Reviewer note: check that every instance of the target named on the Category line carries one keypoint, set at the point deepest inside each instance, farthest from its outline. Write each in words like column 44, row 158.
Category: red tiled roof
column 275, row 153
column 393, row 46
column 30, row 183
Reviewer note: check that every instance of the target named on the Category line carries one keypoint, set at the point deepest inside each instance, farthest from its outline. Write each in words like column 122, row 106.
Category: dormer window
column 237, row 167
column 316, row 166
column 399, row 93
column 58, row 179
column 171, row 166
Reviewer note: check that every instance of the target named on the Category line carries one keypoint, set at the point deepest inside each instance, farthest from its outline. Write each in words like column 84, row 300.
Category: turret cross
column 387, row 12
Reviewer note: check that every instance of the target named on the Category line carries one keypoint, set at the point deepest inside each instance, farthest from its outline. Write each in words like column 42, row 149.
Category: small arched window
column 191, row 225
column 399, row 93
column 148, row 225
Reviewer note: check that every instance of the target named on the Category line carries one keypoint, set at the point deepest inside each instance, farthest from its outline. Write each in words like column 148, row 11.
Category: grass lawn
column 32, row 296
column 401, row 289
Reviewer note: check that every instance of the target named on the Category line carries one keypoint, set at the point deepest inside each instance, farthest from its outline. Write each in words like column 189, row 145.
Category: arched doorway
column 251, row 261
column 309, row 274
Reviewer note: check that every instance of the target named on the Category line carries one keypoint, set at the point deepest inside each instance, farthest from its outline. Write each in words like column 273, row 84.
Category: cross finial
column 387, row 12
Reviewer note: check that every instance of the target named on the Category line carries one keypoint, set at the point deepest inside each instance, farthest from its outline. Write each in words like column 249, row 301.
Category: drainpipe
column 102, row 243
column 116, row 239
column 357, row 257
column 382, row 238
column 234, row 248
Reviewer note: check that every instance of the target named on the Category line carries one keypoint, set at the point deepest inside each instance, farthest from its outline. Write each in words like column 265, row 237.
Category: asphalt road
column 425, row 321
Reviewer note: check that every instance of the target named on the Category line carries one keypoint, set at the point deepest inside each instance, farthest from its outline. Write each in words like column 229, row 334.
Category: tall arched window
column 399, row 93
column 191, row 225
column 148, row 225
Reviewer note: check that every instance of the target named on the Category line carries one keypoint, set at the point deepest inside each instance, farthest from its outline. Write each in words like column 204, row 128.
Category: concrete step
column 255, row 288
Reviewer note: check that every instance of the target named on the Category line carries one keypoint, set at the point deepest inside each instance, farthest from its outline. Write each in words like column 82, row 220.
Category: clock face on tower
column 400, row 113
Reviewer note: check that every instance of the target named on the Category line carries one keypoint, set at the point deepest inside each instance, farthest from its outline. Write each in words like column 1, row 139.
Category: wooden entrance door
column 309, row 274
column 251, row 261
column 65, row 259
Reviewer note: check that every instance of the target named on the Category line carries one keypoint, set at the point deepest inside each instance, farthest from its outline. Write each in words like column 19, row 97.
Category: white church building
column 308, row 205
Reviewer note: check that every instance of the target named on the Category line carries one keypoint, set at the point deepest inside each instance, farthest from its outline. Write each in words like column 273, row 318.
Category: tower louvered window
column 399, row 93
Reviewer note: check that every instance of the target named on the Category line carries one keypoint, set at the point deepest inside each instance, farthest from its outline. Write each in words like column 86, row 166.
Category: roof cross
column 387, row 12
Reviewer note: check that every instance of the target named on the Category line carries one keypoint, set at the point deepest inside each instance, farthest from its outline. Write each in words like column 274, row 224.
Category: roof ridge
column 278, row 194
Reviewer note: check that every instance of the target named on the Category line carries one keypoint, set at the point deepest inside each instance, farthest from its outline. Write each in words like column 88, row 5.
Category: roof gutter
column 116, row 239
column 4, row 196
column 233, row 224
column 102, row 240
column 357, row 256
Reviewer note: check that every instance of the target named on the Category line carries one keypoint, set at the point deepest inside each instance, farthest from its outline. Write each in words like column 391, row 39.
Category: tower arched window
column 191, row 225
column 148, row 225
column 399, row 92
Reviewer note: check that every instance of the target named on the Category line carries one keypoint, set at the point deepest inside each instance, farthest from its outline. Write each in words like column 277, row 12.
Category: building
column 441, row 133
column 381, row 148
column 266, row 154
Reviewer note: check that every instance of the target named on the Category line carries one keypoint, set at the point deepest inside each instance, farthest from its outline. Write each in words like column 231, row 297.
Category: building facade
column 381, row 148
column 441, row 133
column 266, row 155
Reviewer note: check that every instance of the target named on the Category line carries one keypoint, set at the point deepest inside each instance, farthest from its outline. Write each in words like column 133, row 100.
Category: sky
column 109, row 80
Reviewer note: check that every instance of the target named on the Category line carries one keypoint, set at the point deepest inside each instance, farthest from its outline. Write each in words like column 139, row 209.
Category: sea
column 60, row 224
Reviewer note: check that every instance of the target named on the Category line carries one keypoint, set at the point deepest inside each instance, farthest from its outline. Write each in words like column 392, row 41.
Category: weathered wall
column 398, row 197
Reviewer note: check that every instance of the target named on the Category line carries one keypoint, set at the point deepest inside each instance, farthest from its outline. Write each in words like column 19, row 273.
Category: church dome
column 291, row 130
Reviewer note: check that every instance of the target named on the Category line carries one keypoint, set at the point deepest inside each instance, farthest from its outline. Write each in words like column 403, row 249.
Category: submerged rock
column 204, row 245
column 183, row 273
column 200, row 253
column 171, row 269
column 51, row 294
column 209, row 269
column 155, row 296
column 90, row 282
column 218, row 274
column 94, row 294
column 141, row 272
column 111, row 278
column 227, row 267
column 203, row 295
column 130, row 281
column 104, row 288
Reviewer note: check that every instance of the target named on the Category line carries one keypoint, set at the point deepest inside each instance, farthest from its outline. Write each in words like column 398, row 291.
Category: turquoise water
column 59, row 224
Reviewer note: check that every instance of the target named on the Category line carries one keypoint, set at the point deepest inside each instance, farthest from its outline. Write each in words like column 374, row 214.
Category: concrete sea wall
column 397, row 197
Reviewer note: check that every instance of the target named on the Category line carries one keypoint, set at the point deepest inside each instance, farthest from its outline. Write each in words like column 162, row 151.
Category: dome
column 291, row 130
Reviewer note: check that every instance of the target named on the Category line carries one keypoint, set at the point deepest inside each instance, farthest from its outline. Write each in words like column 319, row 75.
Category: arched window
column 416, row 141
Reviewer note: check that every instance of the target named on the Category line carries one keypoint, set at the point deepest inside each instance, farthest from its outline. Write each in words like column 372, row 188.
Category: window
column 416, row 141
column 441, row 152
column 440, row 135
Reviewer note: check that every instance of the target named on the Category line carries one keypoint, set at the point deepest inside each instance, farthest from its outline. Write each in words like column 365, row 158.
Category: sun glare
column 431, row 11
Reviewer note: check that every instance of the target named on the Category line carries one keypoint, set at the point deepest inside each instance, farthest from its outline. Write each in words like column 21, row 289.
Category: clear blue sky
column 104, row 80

□ □ □ □

EXERCISE BRIEF:
Edit the stretch from the start of the listing through the line containing "column 275, row 153" by replacing "red tiled roof" with "terracotta roof", and give back only those lines with nothing else changed.

THE SOLUTION:
Reviewer note: check that every instance of the target named on the Category line carries one keypoint, set at the point deepest inside each instance, farthest from its outline. Write each in words like column 44, row 158.
Category: terracotta roof
column 275, row 153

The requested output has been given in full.